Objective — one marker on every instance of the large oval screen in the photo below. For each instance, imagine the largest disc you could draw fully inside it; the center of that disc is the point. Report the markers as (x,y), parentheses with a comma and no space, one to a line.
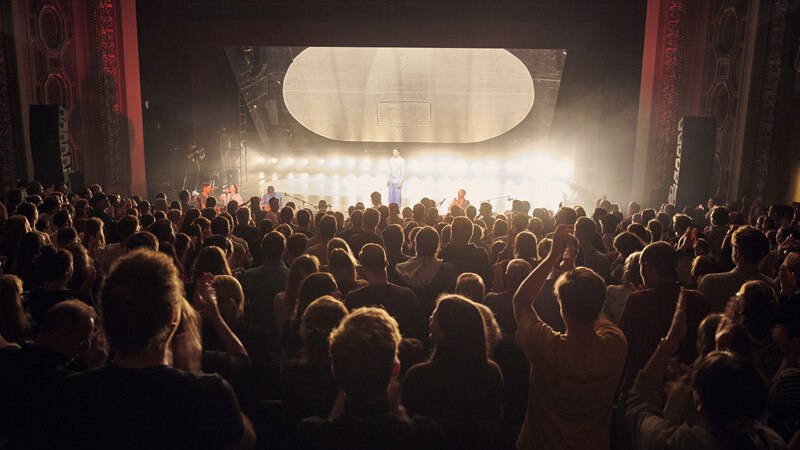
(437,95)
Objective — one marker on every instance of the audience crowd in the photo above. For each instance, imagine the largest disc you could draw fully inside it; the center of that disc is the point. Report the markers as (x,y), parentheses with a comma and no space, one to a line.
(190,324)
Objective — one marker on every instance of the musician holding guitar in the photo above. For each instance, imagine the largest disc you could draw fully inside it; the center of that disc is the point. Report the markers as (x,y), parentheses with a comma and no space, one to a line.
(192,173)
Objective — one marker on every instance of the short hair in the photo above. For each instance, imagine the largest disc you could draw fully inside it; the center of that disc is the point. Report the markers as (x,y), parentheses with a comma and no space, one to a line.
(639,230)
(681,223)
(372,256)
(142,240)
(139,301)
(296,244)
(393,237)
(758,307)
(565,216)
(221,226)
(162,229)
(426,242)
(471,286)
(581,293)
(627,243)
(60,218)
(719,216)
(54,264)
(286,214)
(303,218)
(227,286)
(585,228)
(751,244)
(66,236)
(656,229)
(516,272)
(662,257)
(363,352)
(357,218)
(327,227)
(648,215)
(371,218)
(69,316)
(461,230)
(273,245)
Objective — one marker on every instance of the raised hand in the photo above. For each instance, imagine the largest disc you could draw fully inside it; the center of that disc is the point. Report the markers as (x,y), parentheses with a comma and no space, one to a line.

◆ ◆ ◆ ◆ ◆ ◆ ◆

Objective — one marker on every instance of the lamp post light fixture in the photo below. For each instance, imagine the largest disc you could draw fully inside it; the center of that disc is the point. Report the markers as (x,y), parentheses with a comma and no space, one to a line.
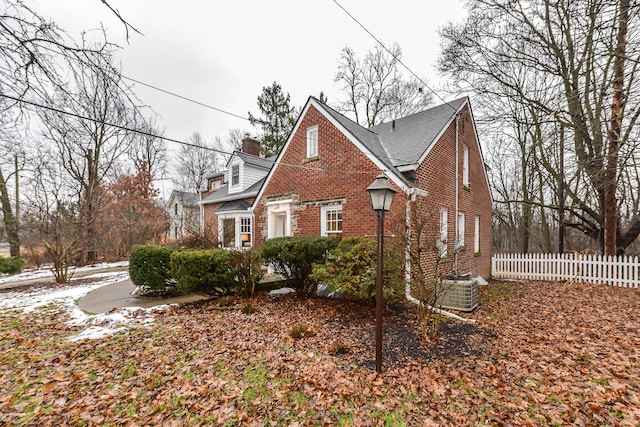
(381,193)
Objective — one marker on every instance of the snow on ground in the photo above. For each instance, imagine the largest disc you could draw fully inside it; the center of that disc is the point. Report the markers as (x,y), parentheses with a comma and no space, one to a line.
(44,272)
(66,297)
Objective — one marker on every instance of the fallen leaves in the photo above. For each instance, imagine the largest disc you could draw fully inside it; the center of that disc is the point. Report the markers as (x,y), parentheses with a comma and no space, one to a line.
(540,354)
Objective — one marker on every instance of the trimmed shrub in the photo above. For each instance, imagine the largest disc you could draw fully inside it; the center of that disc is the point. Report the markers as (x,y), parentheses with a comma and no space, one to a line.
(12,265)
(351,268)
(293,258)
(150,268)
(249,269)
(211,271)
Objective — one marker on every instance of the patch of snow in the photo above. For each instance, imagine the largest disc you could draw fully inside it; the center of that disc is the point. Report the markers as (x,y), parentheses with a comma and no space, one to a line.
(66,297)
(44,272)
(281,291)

◆ ◆ ◆ ◆ ◆ ◆ ◆

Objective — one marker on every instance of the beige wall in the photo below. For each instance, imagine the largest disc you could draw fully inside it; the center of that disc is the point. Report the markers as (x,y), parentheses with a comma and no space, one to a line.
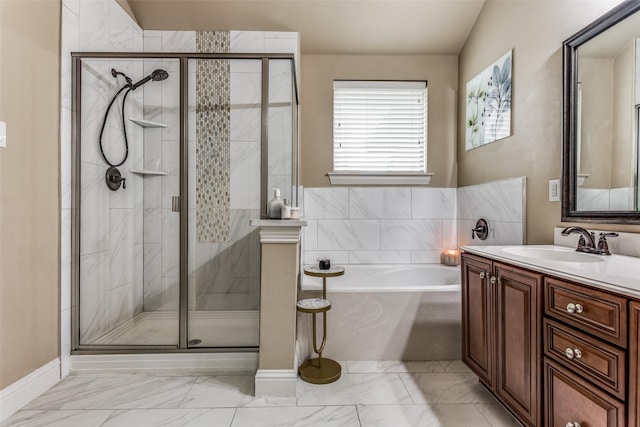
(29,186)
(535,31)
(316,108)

◆ ◆ ◆ ◆ ◆ ◆ ◆

> _Work to complete_:
Pull out every line of the records above that contains the string "snow" and copy each one unchanged.

> _Expected answer_:
Objective — one marker on every instance of the snow on ground in the photo above. For each instance, imagine the largest disc you could draw fully inside it; the center of that disc is the point. Report the markers as (x,y), parentheses with a comma and no space, one to a line.
Objective — one marker on every instance of the patch of snow in the photo above. For each instance, imagine the largest disc you could draw fully inside it; the center of that disc is the point. Report the markers as (x,y), parentheses with a comma and no space, one to a line.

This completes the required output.